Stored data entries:
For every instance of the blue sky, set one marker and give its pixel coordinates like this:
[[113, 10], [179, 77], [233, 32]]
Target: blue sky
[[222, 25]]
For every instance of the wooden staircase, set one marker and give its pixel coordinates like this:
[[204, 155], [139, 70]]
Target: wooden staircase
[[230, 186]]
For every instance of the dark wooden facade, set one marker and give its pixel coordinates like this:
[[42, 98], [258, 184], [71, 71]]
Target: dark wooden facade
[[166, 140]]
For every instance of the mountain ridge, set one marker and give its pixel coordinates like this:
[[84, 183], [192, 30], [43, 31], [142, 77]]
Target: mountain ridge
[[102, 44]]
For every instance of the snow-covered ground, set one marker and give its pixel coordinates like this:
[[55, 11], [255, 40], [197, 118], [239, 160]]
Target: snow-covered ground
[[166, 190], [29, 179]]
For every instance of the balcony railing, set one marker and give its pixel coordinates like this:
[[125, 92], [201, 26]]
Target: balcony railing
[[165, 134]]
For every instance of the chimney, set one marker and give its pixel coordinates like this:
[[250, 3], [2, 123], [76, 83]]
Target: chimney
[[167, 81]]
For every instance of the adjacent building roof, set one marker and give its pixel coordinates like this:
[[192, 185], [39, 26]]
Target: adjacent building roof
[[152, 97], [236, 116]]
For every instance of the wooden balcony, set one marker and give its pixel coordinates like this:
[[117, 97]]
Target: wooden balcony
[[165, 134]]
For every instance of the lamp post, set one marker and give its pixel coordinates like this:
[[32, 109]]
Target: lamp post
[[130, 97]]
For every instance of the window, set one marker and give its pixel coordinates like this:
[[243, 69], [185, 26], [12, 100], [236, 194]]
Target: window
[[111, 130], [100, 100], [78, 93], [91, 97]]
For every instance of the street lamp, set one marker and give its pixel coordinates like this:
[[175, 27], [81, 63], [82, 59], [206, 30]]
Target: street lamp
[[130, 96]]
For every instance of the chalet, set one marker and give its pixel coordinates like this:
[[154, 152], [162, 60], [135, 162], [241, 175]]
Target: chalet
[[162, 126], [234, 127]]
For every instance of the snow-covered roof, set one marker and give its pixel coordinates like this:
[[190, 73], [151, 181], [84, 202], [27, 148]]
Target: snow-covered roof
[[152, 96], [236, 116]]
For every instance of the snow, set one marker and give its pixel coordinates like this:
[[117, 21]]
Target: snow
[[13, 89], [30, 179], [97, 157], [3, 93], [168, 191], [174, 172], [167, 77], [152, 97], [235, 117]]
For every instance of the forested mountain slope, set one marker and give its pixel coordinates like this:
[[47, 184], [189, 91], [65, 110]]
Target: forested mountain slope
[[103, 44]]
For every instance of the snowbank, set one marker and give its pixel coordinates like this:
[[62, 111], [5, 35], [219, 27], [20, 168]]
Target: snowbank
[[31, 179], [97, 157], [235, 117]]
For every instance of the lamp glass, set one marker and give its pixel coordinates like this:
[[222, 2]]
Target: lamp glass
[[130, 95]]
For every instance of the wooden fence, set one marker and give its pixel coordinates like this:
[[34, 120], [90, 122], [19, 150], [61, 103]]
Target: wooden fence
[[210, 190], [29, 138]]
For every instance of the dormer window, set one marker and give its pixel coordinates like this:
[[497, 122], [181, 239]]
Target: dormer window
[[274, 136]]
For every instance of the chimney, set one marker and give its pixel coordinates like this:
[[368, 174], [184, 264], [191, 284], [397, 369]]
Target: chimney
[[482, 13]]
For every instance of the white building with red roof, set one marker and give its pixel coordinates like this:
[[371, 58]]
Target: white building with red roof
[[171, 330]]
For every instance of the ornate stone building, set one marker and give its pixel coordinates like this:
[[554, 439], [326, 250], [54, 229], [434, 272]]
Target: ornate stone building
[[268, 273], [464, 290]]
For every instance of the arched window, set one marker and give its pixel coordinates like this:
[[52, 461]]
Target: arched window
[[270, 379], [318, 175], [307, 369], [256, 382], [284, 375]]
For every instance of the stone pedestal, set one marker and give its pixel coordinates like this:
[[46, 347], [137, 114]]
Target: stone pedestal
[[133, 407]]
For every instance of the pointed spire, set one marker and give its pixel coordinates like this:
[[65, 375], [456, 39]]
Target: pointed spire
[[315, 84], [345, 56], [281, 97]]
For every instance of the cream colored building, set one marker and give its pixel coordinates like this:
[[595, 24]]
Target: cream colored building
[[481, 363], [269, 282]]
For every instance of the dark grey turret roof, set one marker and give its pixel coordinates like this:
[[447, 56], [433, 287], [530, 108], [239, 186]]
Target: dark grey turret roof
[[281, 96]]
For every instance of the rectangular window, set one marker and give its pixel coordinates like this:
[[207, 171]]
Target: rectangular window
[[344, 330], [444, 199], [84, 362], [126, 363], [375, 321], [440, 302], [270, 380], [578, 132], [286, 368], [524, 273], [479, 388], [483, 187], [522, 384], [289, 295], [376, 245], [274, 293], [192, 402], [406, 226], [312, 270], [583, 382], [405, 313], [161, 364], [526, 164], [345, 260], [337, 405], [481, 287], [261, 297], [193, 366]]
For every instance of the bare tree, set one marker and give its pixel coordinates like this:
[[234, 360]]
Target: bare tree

> [The task]: Write out, word for word, the line containing "[[207, 171]]" and every line after it to the end of the data above.

> [Solution to this exercise]:
[[207, 171]]
Target: rectangular window
[[344, 330], [444, 199], [84, 362], [126, 363], [375, 321], [440, 302], [270, 380], [578, 132], [286, 368], [524, 273], [479, 388], [483, 187], [522, 384], [289, 295], [376, 245], [274, 293], [192, 402], [406, 226], [312, 270], [583, 382], [405, 313], [161, 364], [526, 164], [345, 260], [337, 405], [481, 287], [261, 297], [193, 366]]
For every instance of the bare tree, set one marker and give its pixel coordinates like this:
[[234, 360]]
Target: bare tree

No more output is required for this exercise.